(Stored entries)
------------------------------------------------

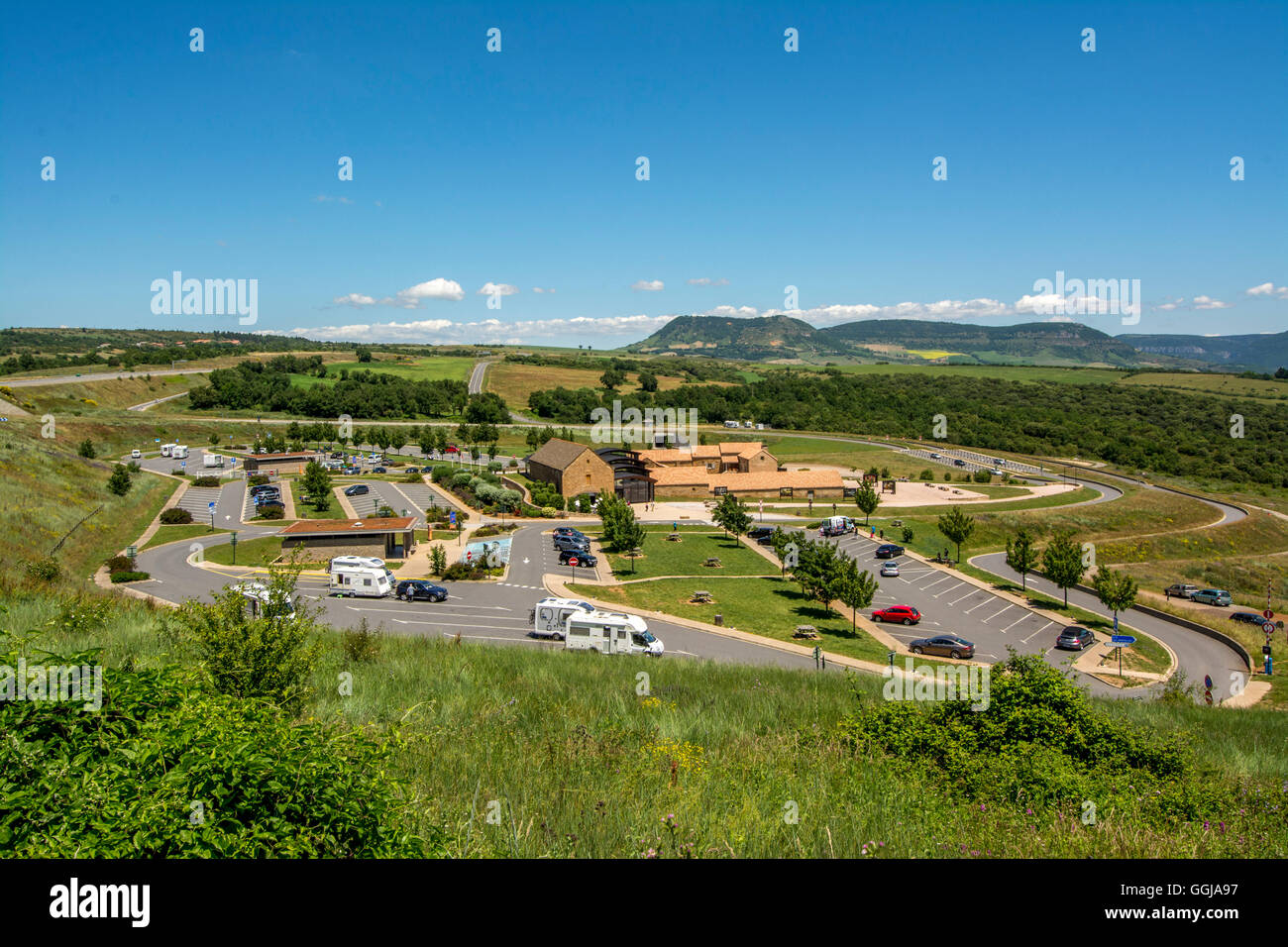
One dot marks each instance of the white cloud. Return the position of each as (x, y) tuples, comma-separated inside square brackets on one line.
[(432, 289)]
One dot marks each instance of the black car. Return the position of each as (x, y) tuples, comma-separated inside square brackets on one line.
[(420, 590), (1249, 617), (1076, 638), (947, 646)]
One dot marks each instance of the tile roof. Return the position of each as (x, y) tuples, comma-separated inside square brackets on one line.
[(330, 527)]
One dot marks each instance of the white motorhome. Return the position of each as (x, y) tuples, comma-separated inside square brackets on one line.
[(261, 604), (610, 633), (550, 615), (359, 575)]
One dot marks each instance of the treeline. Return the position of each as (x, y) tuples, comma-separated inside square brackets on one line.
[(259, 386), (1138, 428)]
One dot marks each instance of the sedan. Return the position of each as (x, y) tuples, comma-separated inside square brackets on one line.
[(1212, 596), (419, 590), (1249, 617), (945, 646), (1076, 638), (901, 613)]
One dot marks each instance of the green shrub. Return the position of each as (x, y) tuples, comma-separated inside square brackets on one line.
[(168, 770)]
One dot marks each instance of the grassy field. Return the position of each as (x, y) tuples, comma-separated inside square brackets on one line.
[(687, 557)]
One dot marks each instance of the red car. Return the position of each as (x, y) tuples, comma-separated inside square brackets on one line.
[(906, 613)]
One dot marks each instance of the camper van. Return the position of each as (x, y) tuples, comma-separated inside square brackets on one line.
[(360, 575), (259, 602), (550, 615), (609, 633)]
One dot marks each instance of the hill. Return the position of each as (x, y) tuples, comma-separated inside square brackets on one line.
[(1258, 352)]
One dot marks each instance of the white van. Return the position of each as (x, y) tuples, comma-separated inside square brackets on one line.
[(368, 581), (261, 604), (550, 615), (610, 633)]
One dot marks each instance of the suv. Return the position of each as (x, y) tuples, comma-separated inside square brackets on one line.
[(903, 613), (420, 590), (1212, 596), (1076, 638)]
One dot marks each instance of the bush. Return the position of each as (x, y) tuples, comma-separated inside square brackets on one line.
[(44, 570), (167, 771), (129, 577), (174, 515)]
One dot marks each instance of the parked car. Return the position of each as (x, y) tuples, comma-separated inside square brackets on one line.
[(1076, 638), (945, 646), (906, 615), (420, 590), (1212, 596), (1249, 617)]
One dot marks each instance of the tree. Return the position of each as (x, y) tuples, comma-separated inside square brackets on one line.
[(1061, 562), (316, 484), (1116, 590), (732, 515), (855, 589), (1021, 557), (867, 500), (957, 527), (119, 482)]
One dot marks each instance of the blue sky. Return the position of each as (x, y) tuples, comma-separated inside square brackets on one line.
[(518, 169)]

------------------------------------------------

### REQUIREMENTS
Format the stored entries above as a JSON list of strings with one string per line. Skip any blank lines and leave out the pictures.

### SOLVED PROBLEM
[
  "One dot marks each instance of the white cloud. Return the position of each as (x, y) tuples, comma-separated inside square brackets on one line.",
  "[(432, 289)]",
  "One dot marks each instance of the black car. Return the position of each as (x, y) tuples, comma-separated inside square brackets on one line.",
  "[(420, 590), (1249, 617), (1076, 638), (947, 646)]",
  "One dot marks each instance of the tile roof. Return the position of each as (x, y) tuples, comma-separated inside square brackets on one line.",
  "[(330, 527)]",
  "One dot marks each instance of the white motorhome. Return the position of each as (x, y) tuples, comma-separated inside square brackets on one line.",
  "[(261, 604), (610, 633), (550, 615), (359, 575)]",
  "One dot marks each instance of the treeline. Return the position of each as (x, y) tuples, comma-separated inside square brackets on one line.",
  "[(259, 386), (1138, 428)]",
  "One dot marks each instance of the sedan. Return the position of each as (x, y) tuples, comma-separated inside square brackets on one line.",
  "[(1212, 596), (419, 590), (1249, 617), (945, 646), (1076, 638), (901, 613)]",
  "One dot marks each instance of the green shrub. Return the position of each as (x, y) tuples, comma-separated inside square brackets on one line.",
  "[(168, 770)]",
  "One dot marks each instance of the grassy field. Return the position of each as (x, y) tuples, comma-separated inside square brackets on one line.",
  "[(687, 557)]",
  "One dot marks each instance of the red car. Return the position of each as (x, y) tuples, comma-separated inside square brackets on one line.",
  "[(906, 613)]",
  "One dot marks each instance of the camper van. Return the position of each as (x, y) tuples, comma-separated inside square brackets on one line.",
  "[(360, 575), (259, 602), (550, 615), (609, 633)]",
  "One dot marks each instance of the hill. Return the position of each as (x, y) tuples, comma-separated inside square brackets on one line.",
  "[(1258, 352)]",
  "One dot marks each instance of the white van. Return the position of each as (x, y) tuples, comma-separated inside square brackets on one line.",
  "[(368, 581), (261, 604), (550, 615), (610, 633)]",
  "One dot marks each instance of the suv. Return the position of each as (x, y) tuples, comma-separated inside square brackets on one line.",
  "[(903, 613), (420, 590), (1212, 596), (1076, 638)]",
  "One dot marks each instance of the bush. Return the position of each as (x, y) tuples, comma-separated inside square brackets on one line.",
  "[(44, 570), (167, 771), (129, 577), (174, 515)]",
  "One dot marks each instance of the parked car. Return the position of each as (x, y) tuples, comma-separated inside square brackets on one line.",
  "[(1076, 638), (945, 646), (906, 615), (420, 590), (1212, 596), (1249, 617)]",
  "One dot marks each instance of the tree. Return the position of each as (x, y) tuples, comma-separated inside square brackets on one line.",
  "[(1061, 562), (316, 484), (1116, 590), (732, 515), (855, 589), (1021, 557), (867, 500), (957, 527), (119, 482)]",
  "One dot marks each instance of the blue sky. Return the position of each as (x, y) tuples, comma-separated inside square brackets on one line.",
  "[(518, 169)]"
]